Lap-dance bars: 'Owners say they are picked on unfairly'
THE call by MSP Sandra White for tougher legislation to control the spread and activities of lap-dance bars is not a new one but as the whole issue seems historically to be fraught with legal difficulties she will have a tough task on her hands.
Concern over such establishments has existed for more than a decade. And despite reservations being expressed by councils – including Edinburgh – the police and even parliamentarians, little has been done to change the way they operate other than to require them to seek an entertainment licence rather than one just covering the sale of alcohol.
To date, parliament has been relatively happy to wash its hands over regulating such establishments, trying instead to push local authorities into using local by-laws to restrict them. As long ago as 2004 Edinburgh asked the Executive to assume responsibility for controlling them by including legislation in the Civic Government Scotland Act – but ministers declined to do so.
The best concession that the city has been able to obtain from their owners is to ask them to sign up to a voluntary code of conduct relating to the way they are run. But the main thrust of this has only been to protect the performers from exploitation.
Residents living around the Tollcross area – where six of the city's seven establishments are relatively closely grouped – have long claimed that over-provision in the area has led to trouble, particularly from groups of males on stag weekends.
* * * *
• Problem to solve:
Answer these questions using the lap-dance bars article:
1. For how long has concern over such establishments existed?
2. In what year did Edinburgh ask the Executive to take responsibility for controlling them?
3. How many of the city's seven establishments are in the Tollcross area?

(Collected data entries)
* * * *
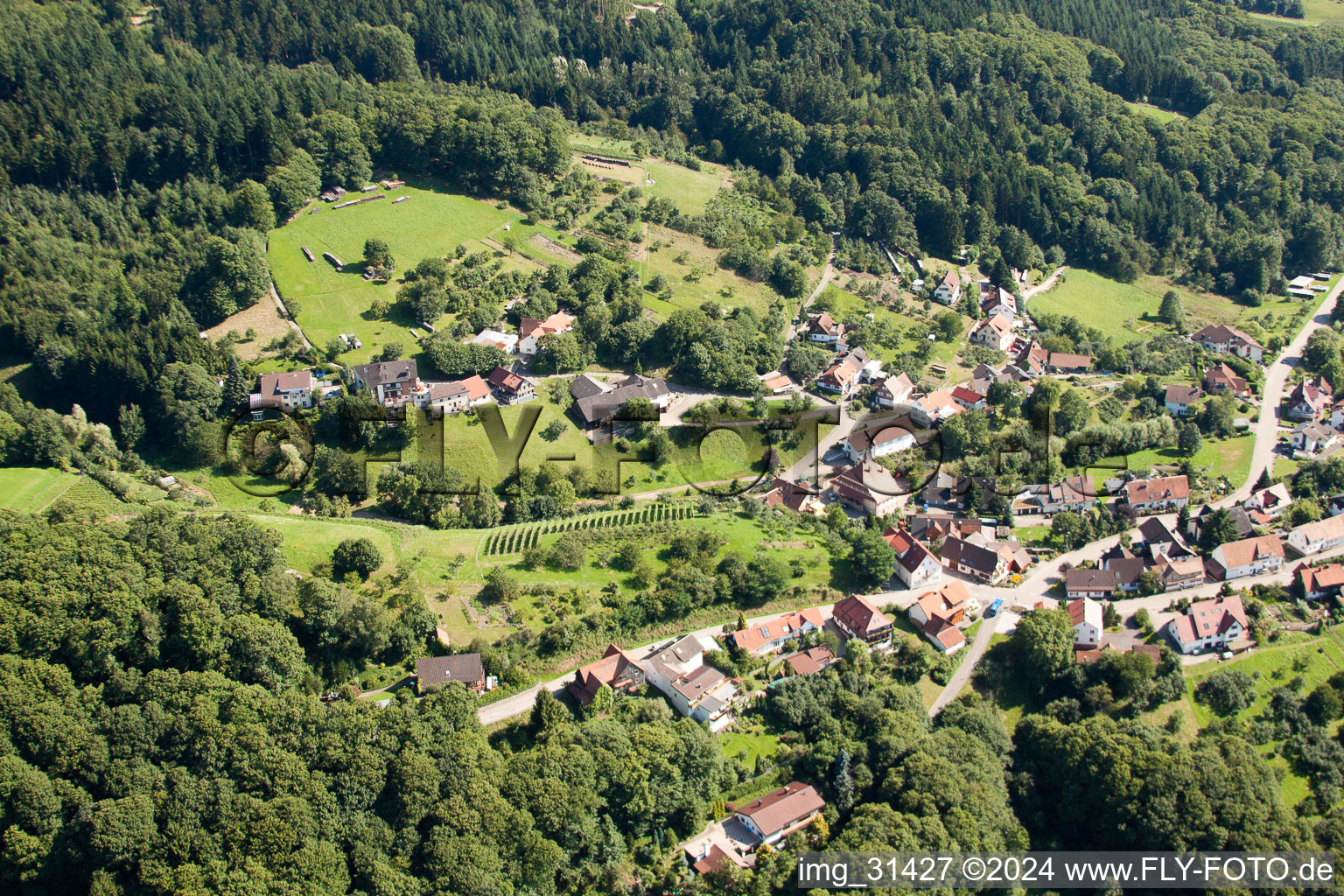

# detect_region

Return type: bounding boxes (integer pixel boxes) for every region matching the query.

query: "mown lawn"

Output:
[1125,101,1186,125]
[1186,635,1344,727]
[1093,435,1256,493]
[269,181,517,363]
[719,731,780,768]
[0,466,82,513]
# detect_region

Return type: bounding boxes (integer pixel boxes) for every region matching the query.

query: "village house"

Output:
[1068,598,1106,650]
[1189,324,1264,361]
[1284,376,1334,421]
[780,646,836,677]
[1163,386,1203,416]
[830,594,892,650]
[727,607,825,657]
[485,367,536,404]
[1242,482,1293,525]
[942,536,1012,584]
[757,371,798,395]
[760,477,827,516]
[969,314,1013,352]
[905,513,995,544]
[1152,556,1204,592]
[1012,475,1096,516]
[1124,475,1189,513]
[1207,535,1284,582]
[1287,516,1344,556]
[1293,563,1344,600]
[570,374,672,430]
[1065,567,1116,599]
[808,312,844,346]
[1166,595,1250,654]
[828,461,908,517]
[933,270,961,304]
[462,326,517,354]
[1204,364,1251,397]
[878,374,915,407]
[641,634,738,731]
[1291,421,1340,454]
[1130,516,1191,562]
[882,527,942,592]
[951,386,985,411]
[517,312,578,354]
[920,470,996,510]
[1046,352,1091,376]
[737,780,827,846]
[1102,557,1148,592]
[817,348,868,395]
[1018,342,1050,377]
[908,582,972,653]
[413,653,485,696]
[842,424,915,464]
[910,389,961,427]
[566,643,644,707]
[351,359,419,404]
[980,286,1018,322]
[248,371,316,411]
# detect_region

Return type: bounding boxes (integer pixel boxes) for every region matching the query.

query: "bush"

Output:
[332,539,383,579]
[1195,669,1256,716]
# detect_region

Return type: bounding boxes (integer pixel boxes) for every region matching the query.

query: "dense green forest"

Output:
[0,0,1344,896]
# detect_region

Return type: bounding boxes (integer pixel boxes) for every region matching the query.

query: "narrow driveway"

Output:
[1219,276,1344,507]
[476,603,830,725]
[783,236,836,342]
[928,614,1006,718]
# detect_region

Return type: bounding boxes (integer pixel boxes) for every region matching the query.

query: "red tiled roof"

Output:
[737,780,827,836]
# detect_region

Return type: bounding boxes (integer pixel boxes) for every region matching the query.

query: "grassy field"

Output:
[644,158,732,215]
[269,181,517,363]
[1093,435,1256,486]
[0,466,82,513]
[719,731,780,768]
[1186,633,1344,727]
[1028,268,1336,344]
[1125,101,1186,125]
[1246,0,1344,25]
[640,226,783,314]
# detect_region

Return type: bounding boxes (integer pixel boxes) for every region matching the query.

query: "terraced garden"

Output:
[481,504,695,557]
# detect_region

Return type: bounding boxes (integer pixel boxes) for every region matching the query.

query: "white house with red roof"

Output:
[1068,598,1106,650]
[908,580,972,653]
[1208,535,1284,582]
[727,607,825,657]
[933,270,961,304]
[882,527,942,590]
[969,314,1013,352]
[1287,516,1344,556]
[517,312,578,354]
[1166,595,1250,653]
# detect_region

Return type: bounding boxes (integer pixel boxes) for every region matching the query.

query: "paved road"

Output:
[270,281,313,348]
[928,612,1008,718]
[783,236,836,342]
[1021,264,1065,304]
[476,603,830,725]
[1221,278,1344,505]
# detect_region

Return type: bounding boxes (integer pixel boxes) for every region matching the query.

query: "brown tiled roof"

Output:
[1065,570,1116,592]
[785,648,835,676]
[416,653,485,690]
[1125,475,1189,504]
[830,594,891,634]
[737,780,827,836]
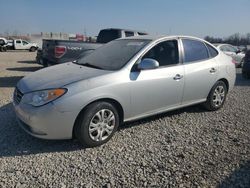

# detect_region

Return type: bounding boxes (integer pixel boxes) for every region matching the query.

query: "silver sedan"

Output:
[13,36,235,147]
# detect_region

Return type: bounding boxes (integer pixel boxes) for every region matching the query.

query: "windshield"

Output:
[77,39,151,70]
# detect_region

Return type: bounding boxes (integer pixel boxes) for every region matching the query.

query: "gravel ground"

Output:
[0,52,250,188]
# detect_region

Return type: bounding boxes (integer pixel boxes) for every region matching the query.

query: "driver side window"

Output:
[142,40,179,67]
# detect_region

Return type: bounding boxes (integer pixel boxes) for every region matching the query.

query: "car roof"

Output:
[101,28,147,34]
[116,35,207,42]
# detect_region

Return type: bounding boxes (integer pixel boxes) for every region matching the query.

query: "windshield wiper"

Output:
[73,60,103,69]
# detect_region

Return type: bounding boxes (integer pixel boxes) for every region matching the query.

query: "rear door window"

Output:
[182,39,209,63]
[142,40,179,67]
[97,29,121,43]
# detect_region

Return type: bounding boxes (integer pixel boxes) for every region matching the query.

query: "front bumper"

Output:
[13,102,77,139]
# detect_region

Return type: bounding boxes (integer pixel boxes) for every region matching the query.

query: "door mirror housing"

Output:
[236,50,241,54]
[137,58,159,70]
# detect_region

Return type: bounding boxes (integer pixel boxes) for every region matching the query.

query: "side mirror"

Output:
[236,50,241,54]
[137,58,159,70]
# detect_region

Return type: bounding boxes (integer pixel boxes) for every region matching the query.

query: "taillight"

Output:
[55,46,66,58]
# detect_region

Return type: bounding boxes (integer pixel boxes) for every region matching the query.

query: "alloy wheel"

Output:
[89,109,115,141]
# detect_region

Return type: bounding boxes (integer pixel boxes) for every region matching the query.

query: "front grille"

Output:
[14,87,23,104]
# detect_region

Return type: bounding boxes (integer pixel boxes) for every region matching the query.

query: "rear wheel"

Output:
[74,101,120,147]
[30,46,36,52]
[204,81,227,111]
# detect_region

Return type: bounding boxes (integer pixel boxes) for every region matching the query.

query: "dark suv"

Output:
[242,50,250,79]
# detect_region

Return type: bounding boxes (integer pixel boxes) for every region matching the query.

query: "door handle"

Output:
[174,74,183,81]
[209,68,216,73]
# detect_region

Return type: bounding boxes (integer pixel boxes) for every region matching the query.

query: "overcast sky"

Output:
[0,0,250,37]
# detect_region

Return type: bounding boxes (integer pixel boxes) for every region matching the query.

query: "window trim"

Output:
[131,37,183,72]
[180,37,219,65]
[204,42,219,59]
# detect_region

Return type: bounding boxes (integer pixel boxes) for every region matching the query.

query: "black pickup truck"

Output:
[36,28,147,67]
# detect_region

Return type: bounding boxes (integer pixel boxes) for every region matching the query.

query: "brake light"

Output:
[55,46,66,58]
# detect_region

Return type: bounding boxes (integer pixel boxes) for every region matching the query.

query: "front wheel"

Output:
[74,101,120,147]
[204,81,227,111]
[30,46,36,52]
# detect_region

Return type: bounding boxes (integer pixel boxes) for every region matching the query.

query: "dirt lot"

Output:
[0,52,250,188]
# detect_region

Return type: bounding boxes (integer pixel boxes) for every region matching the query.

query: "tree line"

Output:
[204,33,250,46]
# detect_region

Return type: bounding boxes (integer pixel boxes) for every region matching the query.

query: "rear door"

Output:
[182,38,218,104]
[14,40,23,50]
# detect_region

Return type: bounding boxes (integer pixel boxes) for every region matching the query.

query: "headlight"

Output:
[22,89,67,106]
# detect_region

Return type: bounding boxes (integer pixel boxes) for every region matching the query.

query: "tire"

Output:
[204,81,227,111]
[30,46,36,52]
[74,101,120,147]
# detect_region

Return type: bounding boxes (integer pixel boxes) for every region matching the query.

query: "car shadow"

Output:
[17,61,36,64]
[0,76,23,87]
[6,67,42,72]
[118,104,208,131]
[0,103,84,158]
[0,103,205,158]
[217,160,250,188]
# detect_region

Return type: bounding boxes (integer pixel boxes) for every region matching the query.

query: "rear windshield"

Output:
[96,29,121,43]
[77,39,151,70]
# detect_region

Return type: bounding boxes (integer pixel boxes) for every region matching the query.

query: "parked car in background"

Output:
[214,44,245,68]
[13,36,236,147]
[242,50,250,79]
[8,39,38,52]
[37,28,147,67]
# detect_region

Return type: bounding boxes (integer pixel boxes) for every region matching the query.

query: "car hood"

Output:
[17,63,111,93]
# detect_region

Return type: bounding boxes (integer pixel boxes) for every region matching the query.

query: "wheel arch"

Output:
[217,78,229,91]
[72,98,124,138]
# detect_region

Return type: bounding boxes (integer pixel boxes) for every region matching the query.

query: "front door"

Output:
[130,40,184,117]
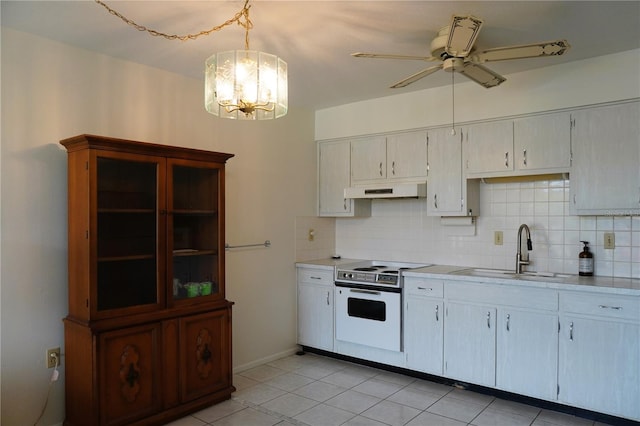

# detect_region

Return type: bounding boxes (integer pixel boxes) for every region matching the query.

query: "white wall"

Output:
[316,50,640,278]
[0,28,316,426]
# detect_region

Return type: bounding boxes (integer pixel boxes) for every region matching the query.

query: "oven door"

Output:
[335,282,402,352]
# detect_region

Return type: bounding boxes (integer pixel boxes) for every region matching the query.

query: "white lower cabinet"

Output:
[496,307,558,400]
[298,267,334,351]
[403,277,444,376]
[444,302,496,387]
[444,281,558,400]
[558,293,640,420]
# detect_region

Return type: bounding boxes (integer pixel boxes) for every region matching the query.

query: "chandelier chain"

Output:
[95,0,253,44]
* * * *
• Response for this exercise:
1. More than a decade.
2. 2004.
3. Six.